▶ _Text block_:
In 1848, the Great Māhele and the growing economic importance of Honolulu drove much of the native Hawaiian population away from Kawainui and the surrounding area. The concept of private land ownership was completely unknown to most Hawaiians, who therefore did not file claims for the land they were entitled to. The vast majority of property in and near Kawainui therefore went to aliʻi, especially Kalama. Crops including ʻawa, wauke, and sweet potatoes continued to be grown in the area at this time. Cultivatable areas of the valley floor around the fishpond, which were gradually becoming a marsh, were used as a site for loʻi kalo.

After Kalama died in 1870, her land was sold to American lawyer Charles Coffin Harris, including Kawainui Fishpond which was still intact at the time. Beginning in 1878, water that would have flowed into Kawainui from Maunawili was instead diverted to Waimānalo for irrigation of sugarcane. After Harrisʻ death in 1881, his daughter and heir Nannie Roberta Harris owned the ahupuaʻa of Kailua until 1917.

=== In the 1900s ===
While under Harris family ownership, Kawainui was used for rice cultivation by Chinese farmers; the vast majority of the fishpond was being used for this purpose by 1900, but it was still publicly known as a fishpond. In 1917, Nannie Harris sold her land to Harold Kainalu Long Castle. In the early 1920s, water from Kawainui was drained and used for sugarcane in Waimānalo. Rice cultivation began to decline, and most of the former rice paddies were used for ranching by Harold Castle, who introduced large numbers of invasive plants in order to feed his cattle.

During World War II, Kawainui was used as a training area by the United States Armed Forces, which leased it from Kaneohe Ranch.

In the 1950s, the Honolulu Construction and Dredging Company ran a rock crusher along one end of the marsh. The City and County of Honolulu subsequently leased that area and used it as a site to burn trash until 1962.

In 1956, Kaneohe Ranch pumped water out of Kawainui until the water table dropped by almost four feet, making the area more usable for grazing as part of a land reclamation process that was discontinued in 1965.

The Hawaii State Board of Geographic Names officially designated Kawainui a marsh in 1982. In the early 1900s, it had been inaccurately described as a swamp.

▶ _Data shown_:
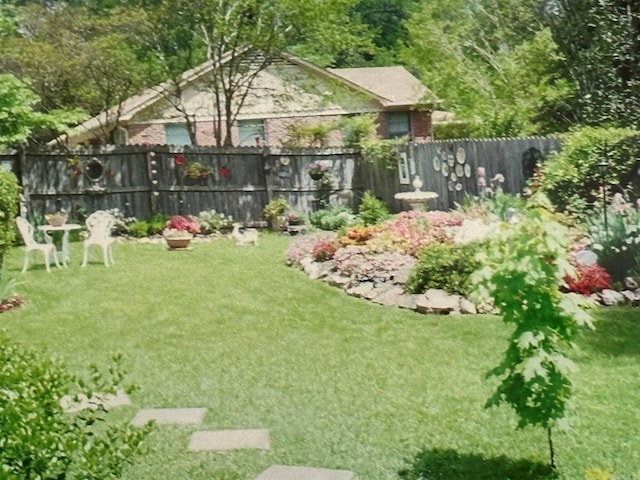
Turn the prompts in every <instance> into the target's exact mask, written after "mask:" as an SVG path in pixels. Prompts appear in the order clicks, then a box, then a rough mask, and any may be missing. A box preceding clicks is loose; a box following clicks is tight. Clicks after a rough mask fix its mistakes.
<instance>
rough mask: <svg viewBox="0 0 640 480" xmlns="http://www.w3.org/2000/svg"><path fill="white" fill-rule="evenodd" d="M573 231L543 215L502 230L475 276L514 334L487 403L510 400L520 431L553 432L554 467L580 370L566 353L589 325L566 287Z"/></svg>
mask: <svg viewBox="0 0 640 480" xmlns="http://www.w3.org/2000/svg"><path fill="white" fill-rule="evenodd" d="M567 238H568V232H567V231H566V229H565V228H564V227H563V226H561V225H560V224H559V223H558V222H556V221H555V220H554V218H553V217H552V216H551V215H550V214H549V213H548V212H547V211H545V210H543V209H541V208H538V209H532V210H530V211H529V212H528V215H527V217H526V219H525V220H524V221H522V222H520V223H518V224H516V225H512V226H507V225H506V224H503V227H502V228H501V229H500V230H499V231H497V232H496V236H495V238H494V241H493V242H491V243H490V244H489V246H488V248H487V249H486V251H485V252H481V253H479V254H478V261H479V262H480V263H481V264H482V265H483V267H482V268H480V269H479V270H478V271H476V272H475V273H474V274H473V275H472V281H473V282H474V284H475V286H476V287H477V293H478V298H484V299H486V298H491V299H492V300H493V303H494V305H495V306H496V307H497V308H498V309H499V311H500V313H501V315H502V317H503V320H504V321H505V322H506V323H509V324H512V325H513V326H514V327H515V329H514V331H513V333H512V335H511V339H510V341H509V344H508V345H509V346H508V348H507V350H506V352H505V357H504V358H503V360H502V362H501V363H500V364H499V365H498V366H497V367H496V368H494V369H493V370H491V371H490V372H489V375H490V376H496V377H498V378H499V379H500V384H499V385H498V388H497V389H496V391H495V393H494V394H493V395H492V397H491V398H490V399H489V400H488V401H487V404H486V406H487V407H491V406H497V405H499V404H501V403H507V404H509V405H510V406H511V407H513V409H514V410H515V411H516V413H517V415H518V417H519V420H518V427H520V428H523V427H525V426H527V425H538V426H541V427H544V428H546V429H547V433H548V440H549V449H550V460H551V462H550V463H551V466H552V467H555V458H554V450H553V444H552V441H551V429H552V427H554V426H556V427H561V426H562V425H563V424H564V423H565V422H566V417H567V407H568V402H569V400H570V397H571V381H570V380H569V377H568V376H569V374H570V373H571V372H572V371H573V370H574V365H573V363H572V362H571V360H569V359H568V358H567V357H566V356H565V354H564V352H565V350H566V349H567V348H570V347H571V346H572V345H573V343H572V342H573V338H574V337H575V335H576V334H577V332H578V328H579V327H580V326H585V325H586V326H591V320H590V318H589V316H588V315H587V314H586V313H585V312H584V311H583V310H582V309H581V308H580V307H579V305H578V303H577V301H576V300H575V297H572V296H567V295H564V294H562V293H561V292H560V288H561V287H562V285H563V283H564V280H563V279H564V278H565V276H566V275H570V274H571V265H570V264H569V260H568V253H567V252H568V245H567Z"/></svg>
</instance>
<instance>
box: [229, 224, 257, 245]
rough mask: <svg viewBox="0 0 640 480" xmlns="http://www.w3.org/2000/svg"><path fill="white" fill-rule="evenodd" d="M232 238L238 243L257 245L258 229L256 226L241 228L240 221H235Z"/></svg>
mask: <svg viewBox="0 0 640 480" xmlns="http://www.w3.org/2000/svg"><path fill="white" fill-rule="evenodd" d="M231 238H233V239H234V240H235V241H236V245H257V244H258V230H256V229H255V228H241V225H240V224H239V223H234V224H233V230H232V231H231Z"/></svg>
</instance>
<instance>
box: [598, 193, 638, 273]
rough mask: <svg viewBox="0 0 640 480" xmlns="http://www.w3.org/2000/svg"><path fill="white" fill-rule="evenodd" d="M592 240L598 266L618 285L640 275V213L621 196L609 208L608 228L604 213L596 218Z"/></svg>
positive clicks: (618, 197)
mask: <svg viewBox="0 0 640 480" xmlns="http://www.w3.org/2000/svg"><path fill="white" fill-rule="evenodd" d="M589 240H590V242H591V249H592V250H593V251H594V252H595V253H596V254H597V255H598V264H599V265H601V266H602V267H604V269H605V270H606V271H607V273H609V275H611V279H612V280H613V281H614V282H618V283H621V282H623V281H624V278H625V277H627V276H637V275H640V211H639V210H638V208H637V207H636V206H634V205H632V204H631V203H629V202H627V201H626V199H625V198H624V196H623V195H622V194H621V193H616V194H615V195H614V196H613V199H612V201H611V204H610V205H609V206H608V207H607V225H606V227H605V223H604V213H600V214H596V215H594V216H593V217H592V219H591V221H590V222H589Z"/></svg>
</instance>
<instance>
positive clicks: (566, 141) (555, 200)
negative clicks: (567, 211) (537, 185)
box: [540, 127, 640, 214]
mask: <svg viewBox="0 0 640 480" xmlns="http://www.w3.org/2000/svg"><path fill="white" fill-rule="evenodd" d="M639 138H640V137H639V136H638V133H636V132H634V131H633V130H630V129H627V128H619V129H614V128H592V127H585V128H581V129H575V130H573V131H571V132H569V133H567V134H565V135H562V137H561V141H562V150H561V151H560V152H559V153H556V154H555V155H553V156H550V157H549V158H548V159H547V160H546V161H545V162H544V163H543V164H542V165H541V169H540V173H541V176H542V178H541V182H542V185H541V186H542V188H541V190H542V191H543V192H544V193H545V194H546V195H547V196H548V197H549V199H550V200H551V201H552V202H553V204H554V205H555V206H556V208H557V209H558V210H559V211H563V210H570V211H571V212H572V213H576V214H584V213H585V212H584V206H585V205H589V204H593V202H594V201H596V200H598V199H599V198H600V197H601V193H600V192H599V188H600V185H601V182H602V177H601V172H600V169H599V168H598V166H597V165H598V163H599V162H601V161H602V160H606V161H607V162H608V163H609V166H608V168H607V173H606V178H605V179H604V181H605V184H606V185H619V188H620V189H622V190H627V189H629V187H630V185H631V184H632V182H633V179H634V177H635V176H636V165H635V164H636V155H637V144H638V140H639ZM585 202H586V203H585ZM581 209H582V210H581Z"/></svg>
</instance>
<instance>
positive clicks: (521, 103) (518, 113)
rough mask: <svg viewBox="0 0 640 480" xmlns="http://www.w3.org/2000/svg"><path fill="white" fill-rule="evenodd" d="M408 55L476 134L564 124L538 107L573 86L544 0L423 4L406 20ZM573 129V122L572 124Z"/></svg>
mask: <svg viewBox="0 0 640 480" xmlns="http://www.w3.org/2000/svg"><path fill="white" fill-rule="evenodd" d="M407 28H408V31H409V36H410V41H409V44H408V46H407V47H406V48H405V49H404V50H403V52H402V56H401V58H402V59H403V60H404V62H405V63H406V64H407V65H408V66H409V67H410V68H411V69H412V70H413V71H414V72H416V73H417V74H418V75H419V76H420V77H421V78H422V79H423V81H424V82H425V84H426V85H428V86H429V88H431V89H432V90H433V91H434V93H435V94H436V95H437V96H438V97H439V98H441V99H442V100H443V107H442V108H444V109H448V110H452V111H454V112H455V113H456V116H457V117H458V119H460V120H464V121H466V122H468V123H469V125H470V127H471V128H470V133H471V134H473V135H475V136H511V135H522V134H534V133H536V134H541V133H548V132H549V131H552V130H554V129H555V128H558V124H559V122H558V121H557V120H555V119H552V120H554V121H553V122H547V118H546V117H543V116H540V115H539V112H540V111H541V109H543V108H544V106H545V105H547V104H549V103H561V101H562V98H564V97H565V96H566V95H567V94H568V93H570V92H571V83H570V82H567V81H566V80H564V79H563V78H562V77H561V76H559V75H558V74H557V71H558V66H557V63H558V62H559V61H560V57H559V56H558V54H557V53H556V48H555V45H554V43H553V41H552V39H551V38H550V36H549V34H548V32H546V31H545V30H544V26H543V24H542V18H541V17H540V13H539V1H538V0H526V1H524V2H519V1H507V2H496V1H494V0H476V1H474V2H468V1H465V0H452V1H451V0H447V1H444V0H439V1H424V2H422V3H421V5H420V7H419V8H418V9H416V11H415V12H414V14H413V15H412V17H411V19H410V20H409V21H408V22H407ZM565 128H566V127H565Z"/></svg>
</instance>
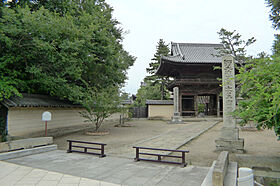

▶ _Work item 1_: From the history of Kawainui, list every person named in the text.
▶ _Work item 2_:
Answer these questions from the history of Kawainui above.
(a) In what year did Kalama die?
(b) From whom did the United States Armed Forces lease Kawainui during World War II?
(c) By almost how many feet did the water table drop after Kaneohe Ranch pumped water out of Kawainui in 1956?
▶ _Work item 3_: Write the next part of the history of Kawainui, continuing after its final sentence.

▶ _Written reply 1_: Kalama, Charles Coffin Harris, Nannie Roberta Harris, Harold Kainalu Long Castle

▶ _Written reply 2_:
(a) 1870
(b) Kaneohe Ranch
(c) Almost four feet

▶ _Written reply 3_:
=== In the 2000s ===
In February 2005, Kawainui was designated a Ramsar Wetland with site number 1460.

As of 2019, a mass of peat about four feet thick was covering much of Kawainui. Trees were beginning to grow in it, and papyrus had been seen growing as well. Multiple nonprofit organizations are working to restore areas of the fishpond through traditional practices.

== Wildlife ==
Kawainui is a habitat for native Hawaiian water birds including the four endangered bird species ae’o, ʻalae ʻula, ʻalae kea, and koloa, for which the United States Fish and Wildlife Service identified it as a "primary habitat". It is also used by migratory birds. The State of Hawaii has designated most of Kawainui marsh as a state wildlife refuge.

== In Hawaiian culture ==
Hawaiian legends describe lepo-ʻai-ʻia, or "edible mud", that was present in Kawainui. The traditional story states that Kauluakalana brought the mud from a foreign place and put it in Kawainui Fishpond, and that it was eaten by the servants and warriors of Kamehameha I during his invasion of Oʻahu in 1795.

Kawainui was additionally believed to have a guardian spirit in the form of a moʻo named Hauwahine, who ensured that there was enough food available for the people, but removed the fish from the pond if the people living in the area were oppressed by the aliʻi. Pollution and overgrowth were thought to be insults to Hauwahine, which was one motivation for the Hawaiians to keep the fishpond clean.